Given passage:
+ + + + +
Sporting her signature strands of neon pink hair and a unique sense of style, Tara Stewart is 2FM's newly-appointed arbiter of cool, with one brightly-manicured finger on the pulse of what’s on the rise in the worlds of music and fashion.
She chats to Aoife O’Regan about how she stays on top of music trends for her radio show, her new attitude towards what she wears and how she uses her influencer status for good.
Your show on 2FM is all about finding our 'future favourite’ music. How do you actually go about doing that?
In all sorts of ways, really. I’ve built up great contacts from working in media over the years. People in the industry know what I’m into now and get in touch all the time with stuff that they think I might like.
If I’m out there looking for new music, then Niall Byrne at nialler9.com is a good place to start. He’s brilliant for supporting new Irish acts and he’s been doing it for years, so he knows what he’s talking about. I also go to pitchfork.com to find out who’s on their radar.
I like to listen to international radio shows too, like in the US or back in Australia where I grew up, just to see what’s happening over there. It’s important for me to get to see some new acts when I’m at festivals too or to go to festivals that are specifically for up-and-coming artists like We’ve Only Just Begun who I saw in Whelan’s recently.
Big artists tour all the time, so you know you’ll have the opportunity to catch them again, but you can find some really different acts on the smaller stages at festivals.
You clearly have a flair for fashion, even getting a shout-out from Vogue about one of your festival outfits. Does your music taste influence what you wear? And where do you find style inspiration?
Definitely! I love hip-hop, so someone like Missy Elliot would be a massive influence. The style from around the time hip-hop was becoming big is really cool.
+ + + + +
Extracted entries:
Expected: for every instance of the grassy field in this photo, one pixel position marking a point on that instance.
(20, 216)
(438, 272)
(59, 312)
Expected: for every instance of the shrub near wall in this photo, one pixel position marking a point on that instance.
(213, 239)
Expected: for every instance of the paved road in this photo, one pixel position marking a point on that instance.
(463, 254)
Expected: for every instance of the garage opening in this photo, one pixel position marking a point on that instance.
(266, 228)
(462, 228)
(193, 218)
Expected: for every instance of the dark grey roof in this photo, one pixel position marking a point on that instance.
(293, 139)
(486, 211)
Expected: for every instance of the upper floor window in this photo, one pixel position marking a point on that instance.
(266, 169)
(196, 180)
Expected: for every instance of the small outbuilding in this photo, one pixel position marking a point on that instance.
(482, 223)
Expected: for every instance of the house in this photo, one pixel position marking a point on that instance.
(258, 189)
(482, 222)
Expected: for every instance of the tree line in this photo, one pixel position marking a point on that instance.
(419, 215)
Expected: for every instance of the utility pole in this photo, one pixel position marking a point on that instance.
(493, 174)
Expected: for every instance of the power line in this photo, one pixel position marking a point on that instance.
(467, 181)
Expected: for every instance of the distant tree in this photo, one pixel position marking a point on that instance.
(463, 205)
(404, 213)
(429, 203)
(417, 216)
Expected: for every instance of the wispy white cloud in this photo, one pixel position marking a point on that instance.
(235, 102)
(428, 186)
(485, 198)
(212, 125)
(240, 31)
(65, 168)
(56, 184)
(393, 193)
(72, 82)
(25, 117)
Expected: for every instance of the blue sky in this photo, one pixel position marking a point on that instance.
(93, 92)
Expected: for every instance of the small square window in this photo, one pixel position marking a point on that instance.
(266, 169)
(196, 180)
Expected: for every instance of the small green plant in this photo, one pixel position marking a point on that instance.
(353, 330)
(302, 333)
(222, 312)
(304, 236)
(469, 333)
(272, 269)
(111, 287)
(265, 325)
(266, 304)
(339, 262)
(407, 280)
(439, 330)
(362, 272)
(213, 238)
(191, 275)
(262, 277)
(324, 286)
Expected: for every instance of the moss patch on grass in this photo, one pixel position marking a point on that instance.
+ + + + +
Carry on the interview with Tara Stewart, picking up after its last sentence. The material that comes after the interview with Tara Stewart is separate from it.

Mostly, I just like things to be a bit different. I’m just not interested in buying on the high-street anymore. We have enough clothes out there. We don’t need anymore. I think we might as well use what’s out there already.
I get a lot of my ideas just from scrolling through Pinterest. If I see something I like, I’ll try to recreate it myself. I’m really into up-cycling at the moment and I’ve been experimenting with tie-dying at home which is fun.
People think that you need to be creative to get into up-cycling, but you really don’t. It can be as simple as just buying some stuff in Claire’s and clipping them onto an outfit to make it a bit different. I did that with a second-hand blazer I bought recently.
I also try not to worry too much about size. Vintage shops and fashion apps like Depop aren’t great at catering for curvy girls, but you can have pieces extended out. I bought a pair of massive white jeans recently, which are way too big for me but I just added a belt and they look really cool and oversized.
I also got a beautiful long ’60s skirt that a seamstress friend of mine turned into a two-piece. She’s working on something fun involving bandanas for me at the moment, which I’m hoping to wear to a festival I have coming up. I got the idea from an outfit Cardi B wore.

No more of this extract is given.